## Start Data for processing
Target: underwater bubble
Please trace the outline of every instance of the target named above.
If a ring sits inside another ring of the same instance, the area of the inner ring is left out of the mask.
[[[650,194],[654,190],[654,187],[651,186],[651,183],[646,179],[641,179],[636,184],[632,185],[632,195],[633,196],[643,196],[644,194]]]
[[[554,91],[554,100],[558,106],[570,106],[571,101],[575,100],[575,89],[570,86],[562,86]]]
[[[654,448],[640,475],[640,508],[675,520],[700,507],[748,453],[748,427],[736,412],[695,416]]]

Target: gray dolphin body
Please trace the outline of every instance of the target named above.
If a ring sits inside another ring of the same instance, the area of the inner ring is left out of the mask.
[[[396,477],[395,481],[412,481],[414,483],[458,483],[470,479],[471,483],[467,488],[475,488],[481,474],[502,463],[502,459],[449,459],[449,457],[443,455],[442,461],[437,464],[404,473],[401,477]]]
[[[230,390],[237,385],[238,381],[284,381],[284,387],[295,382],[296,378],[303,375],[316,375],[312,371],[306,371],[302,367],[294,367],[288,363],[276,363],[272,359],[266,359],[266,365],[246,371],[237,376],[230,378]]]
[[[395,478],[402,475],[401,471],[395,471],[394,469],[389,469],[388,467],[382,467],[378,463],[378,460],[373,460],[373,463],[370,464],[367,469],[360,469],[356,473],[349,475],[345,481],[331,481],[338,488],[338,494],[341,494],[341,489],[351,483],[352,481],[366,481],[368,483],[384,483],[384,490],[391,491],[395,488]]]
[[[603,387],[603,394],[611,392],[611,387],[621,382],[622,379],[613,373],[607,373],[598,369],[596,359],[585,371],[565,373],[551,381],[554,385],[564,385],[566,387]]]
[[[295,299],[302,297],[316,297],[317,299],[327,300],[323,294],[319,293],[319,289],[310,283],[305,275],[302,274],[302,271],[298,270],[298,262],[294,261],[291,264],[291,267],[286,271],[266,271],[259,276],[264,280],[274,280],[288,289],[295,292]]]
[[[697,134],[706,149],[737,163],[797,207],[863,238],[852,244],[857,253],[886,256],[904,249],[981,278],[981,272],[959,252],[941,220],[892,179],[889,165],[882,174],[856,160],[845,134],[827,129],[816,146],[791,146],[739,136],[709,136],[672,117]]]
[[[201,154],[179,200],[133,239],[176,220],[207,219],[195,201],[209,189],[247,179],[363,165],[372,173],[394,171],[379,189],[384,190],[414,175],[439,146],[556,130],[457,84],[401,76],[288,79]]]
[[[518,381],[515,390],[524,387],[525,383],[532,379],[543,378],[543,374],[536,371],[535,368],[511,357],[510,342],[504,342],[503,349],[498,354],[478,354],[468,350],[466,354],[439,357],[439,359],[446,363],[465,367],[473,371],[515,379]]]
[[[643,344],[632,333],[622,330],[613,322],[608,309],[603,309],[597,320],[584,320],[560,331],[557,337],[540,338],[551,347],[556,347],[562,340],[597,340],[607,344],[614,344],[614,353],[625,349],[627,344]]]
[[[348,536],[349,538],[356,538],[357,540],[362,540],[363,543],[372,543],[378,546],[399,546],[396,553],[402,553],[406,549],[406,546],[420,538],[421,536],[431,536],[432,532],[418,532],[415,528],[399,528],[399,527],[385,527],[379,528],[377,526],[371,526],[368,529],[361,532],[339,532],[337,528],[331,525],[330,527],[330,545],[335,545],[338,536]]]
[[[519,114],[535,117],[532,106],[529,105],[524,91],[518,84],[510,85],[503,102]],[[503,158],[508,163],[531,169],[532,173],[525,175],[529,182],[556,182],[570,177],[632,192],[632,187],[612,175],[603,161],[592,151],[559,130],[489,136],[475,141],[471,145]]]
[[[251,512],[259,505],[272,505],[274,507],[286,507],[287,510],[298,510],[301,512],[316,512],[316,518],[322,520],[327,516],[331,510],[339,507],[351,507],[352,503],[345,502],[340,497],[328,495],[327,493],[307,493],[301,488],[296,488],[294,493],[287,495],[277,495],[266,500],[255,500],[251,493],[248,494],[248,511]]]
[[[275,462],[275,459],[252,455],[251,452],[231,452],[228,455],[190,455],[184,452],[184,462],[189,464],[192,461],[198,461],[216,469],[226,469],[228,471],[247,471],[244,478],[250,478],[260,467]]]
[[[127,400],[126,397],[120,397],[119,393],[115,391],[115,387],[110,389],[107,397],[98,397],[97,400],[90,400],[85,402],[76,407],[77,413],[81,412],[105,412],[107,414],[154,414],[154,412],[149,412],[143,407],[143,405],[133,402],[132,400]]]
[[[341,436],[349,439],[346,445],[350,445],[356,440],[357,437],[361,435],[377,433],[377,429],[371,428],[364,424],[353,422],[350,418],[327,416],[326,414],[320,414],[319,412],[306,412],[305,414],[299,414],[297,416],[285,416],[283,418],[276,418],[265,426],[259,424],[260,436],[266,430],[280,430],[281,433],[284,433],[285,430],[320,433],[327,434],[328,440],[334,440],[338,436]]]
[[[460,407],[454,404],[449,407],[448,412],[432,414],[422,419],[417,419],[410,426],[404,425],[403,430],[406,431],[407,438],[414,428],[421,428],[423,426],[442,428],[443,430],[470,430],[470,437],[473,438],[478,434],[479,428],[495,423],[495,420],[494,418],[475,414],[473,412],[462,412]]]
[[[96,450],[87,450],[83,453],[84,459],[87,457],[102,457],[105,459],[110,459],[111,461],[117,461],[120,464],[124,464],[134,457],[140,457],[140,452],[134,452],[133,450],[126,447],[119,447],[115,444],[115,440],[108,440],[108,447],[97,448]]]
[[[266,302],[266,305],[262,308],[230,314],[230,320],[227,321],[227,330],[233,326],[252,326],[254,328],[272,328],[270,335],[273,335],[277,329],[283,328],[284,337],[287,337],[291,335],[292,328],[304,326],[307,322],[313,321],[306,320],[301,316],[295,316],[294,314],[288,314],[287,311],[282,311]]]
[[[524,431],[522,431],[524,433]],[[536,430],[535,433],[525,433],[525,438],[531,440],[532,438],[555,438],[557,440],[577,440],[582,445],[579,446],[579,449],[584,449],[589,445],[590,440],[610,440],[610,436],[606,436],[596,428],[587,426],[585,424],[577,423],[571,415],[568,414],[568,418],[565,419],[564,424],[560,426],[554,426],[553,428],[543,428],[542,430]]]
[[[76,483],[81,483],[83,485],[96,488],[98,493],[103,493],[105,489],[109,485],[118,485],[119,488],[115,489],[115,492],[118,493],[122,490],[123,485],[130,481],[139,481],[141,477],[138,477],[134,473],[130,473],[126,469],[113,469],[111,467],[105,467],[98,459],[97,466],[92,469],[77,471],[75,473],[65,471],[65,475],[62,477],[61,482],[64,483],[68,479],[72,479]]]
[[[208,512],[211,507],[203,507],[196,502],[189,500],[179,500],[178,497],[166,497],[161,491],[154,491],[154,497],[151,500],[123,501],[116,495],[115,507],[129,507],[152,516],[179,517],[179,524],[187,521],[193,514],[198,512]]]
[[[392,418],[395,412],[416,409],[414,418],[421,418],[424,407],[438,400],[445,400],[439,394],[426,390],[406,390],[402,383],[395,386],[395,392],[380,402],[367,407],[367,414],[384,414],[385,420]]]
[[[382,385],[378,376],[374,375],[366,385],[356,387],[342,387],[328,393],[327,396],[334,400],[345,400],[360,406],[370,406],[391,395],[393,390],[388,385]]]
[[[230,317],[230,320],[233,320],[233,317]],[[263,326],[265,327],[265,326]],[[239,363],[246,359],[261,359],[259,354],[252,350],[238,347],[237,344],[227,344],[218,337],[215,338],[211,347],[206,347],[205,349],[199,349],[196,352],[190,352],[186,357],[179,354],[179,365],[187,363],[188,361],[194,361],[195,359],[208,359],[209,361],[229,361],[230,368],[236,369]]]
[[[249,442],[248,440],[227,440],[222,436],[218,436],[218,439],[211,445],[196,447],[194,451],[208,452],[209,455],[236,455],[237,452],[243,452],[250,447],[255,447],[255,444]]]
## End Data for processing
## Start Data for processing
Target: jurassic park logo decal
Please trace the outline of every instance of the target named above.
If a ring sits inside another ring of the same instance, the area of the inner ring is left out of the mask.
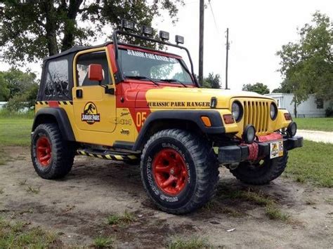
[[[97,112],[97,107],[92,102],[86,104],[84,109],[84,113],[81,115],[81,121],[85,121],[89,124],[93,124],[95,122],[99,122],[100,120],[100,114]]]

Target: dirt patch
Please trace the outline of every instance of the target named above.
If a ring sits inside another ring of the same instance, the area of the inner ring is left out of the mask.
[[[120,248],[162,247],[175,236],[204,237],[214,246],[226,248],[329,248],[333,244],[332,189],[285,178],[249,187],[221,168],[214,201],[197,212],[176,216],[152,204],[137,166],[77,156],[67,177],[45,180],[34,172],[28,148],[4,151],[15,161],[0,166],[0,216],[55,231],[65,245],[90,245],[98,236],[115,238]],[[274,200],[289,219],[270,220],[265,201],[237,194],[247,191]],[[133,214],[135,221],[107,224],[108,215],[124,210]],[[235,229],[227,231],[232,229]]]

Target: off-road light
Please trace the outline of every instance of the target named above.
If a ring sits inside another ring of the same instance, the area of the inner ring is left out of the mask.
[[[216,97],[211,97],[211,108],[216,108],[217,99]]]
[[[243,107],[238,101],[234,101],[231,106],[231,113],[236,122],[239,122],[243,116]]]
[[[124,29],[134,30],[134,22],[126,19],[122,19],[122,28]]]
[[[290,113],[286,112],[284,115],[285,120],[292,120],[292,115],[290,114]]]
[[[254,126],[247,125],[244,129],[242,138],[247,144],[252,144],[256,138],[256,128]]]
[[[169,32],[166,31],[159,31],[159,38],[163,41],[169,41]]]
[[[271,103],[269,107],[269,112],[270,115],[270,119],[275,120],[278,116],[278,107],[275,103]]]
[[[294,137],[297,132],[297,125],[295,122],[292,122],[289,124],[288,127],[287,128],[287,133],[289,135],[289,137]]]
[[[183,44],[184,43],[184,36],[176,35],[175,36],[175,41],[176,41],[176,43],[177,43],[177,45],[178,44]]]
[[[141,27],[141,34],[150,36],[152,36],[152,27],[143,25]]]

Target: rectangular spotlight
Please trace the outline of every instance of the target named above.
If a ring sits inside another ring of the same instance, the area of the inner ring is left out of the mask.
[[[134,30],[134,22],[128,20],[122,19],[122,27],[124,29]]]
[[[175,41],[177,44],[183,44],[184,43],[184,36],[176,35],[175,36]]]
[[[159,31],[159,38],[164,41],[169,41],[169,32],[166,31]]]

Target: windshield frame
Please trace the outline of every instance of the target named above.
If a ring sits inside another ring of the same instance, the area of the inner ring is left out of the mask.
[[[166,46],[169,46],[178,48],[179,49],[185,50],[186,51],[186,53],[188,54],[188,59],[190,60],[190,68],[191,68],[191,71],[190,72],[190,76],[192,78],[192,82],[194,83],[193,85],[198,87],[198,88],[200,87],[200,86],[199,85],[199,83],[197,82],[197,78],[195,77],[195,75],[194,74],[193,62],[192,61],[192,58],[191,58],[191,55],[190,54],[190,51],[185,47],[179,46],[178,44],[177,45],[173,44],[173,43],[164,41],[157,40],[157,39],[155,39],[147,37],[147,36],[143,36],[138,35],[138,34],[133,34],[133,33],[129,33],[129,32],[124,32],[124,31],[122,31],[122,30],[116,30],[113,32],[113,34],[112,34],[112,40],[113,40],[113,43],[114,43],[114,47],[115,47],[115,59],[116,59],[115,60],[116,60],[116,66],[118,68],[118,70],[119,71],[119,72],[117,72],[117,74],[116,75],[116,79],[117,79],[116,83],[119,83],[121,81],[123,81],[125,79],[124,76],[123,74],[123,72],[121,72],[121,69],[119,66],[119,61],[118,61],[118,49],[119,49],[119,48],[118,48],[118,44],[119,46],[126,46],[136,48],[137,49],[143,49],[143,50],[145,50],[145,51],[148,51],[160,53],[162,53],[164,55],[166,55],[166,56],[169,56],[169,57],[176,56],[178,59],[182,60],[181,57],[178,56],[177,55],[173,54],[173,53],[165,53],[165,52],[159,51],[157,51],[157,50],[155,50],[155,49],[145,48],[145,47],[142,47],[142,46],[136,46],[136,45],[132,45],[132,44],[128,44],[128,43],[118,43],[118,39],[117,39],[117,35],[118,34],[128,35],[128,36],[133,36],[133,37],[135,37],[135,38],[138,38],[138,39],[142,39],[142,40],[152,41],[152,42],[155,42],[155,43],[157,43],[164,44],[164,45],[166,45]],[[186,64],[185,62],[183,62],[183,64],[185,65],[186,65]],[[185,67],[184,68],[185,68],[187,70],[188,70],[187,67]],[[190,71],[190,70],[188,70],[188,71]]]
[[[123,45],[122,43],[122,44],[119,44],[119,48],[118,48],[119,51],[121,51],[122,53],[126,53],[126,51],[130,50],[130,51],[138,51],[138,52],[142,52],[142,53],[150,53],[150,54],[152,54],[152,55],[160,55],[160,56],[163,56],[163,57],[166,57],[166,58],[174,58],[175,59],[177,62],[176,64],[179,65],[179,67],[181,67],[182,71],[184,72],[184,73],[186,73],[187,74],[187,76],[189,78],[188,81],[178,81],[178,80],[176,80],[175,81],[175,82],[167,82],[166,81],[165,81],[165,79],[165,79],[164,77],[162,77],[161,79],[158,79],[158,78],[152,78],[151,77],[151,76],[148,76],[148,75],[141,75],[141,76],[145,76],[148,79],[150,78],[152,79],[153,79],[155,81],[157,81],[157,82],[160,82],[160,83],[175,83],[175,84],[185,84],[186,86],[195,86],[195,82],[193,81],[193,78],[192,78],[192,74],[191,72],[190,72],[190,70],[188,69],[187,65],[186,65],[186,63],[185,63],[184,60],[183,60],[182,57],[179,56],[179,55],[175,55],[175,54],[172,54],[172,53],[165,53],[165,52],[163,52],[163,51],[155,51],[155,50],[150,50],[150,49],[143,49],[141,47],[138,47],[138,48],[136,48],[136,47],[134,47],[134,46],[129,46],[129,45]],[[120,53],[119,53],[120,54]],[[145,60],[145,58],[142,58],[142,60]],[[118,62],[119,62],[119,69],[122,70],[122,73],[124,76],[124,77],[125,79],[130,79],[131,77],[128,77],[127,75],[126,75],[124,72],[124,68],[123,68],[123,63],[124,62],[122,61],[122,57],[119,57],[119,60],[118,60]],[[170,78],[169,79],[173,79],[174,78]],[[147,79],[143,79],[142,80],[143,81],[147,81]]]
## End Data for processing
Edit the stretch from the line containing "Target: rectangular spotlight" through the line containing "[[[159,31],[159,38],[164,41],[169,41],[169,32],[166,31]]]", swapping "trace" for "draw" and changing nothing else. Give back only those lines.

Exercise result:
Target: rectangular spotlight
Please draw the outline of every instance of the target named above.
If a ring sits inside another ring of the same instance, the area of the inner ring is left out of the mask.
[[[134,30],[134,22],[128,20],[122,19],[122,27],[124,29]]]
[[[175,41],[177,44],[183,44],[184,43],[184,36],[176,35],[175,36]]]
[[[159,31],[159,38],[164,41],[169,41],[169,32],[166,31]]]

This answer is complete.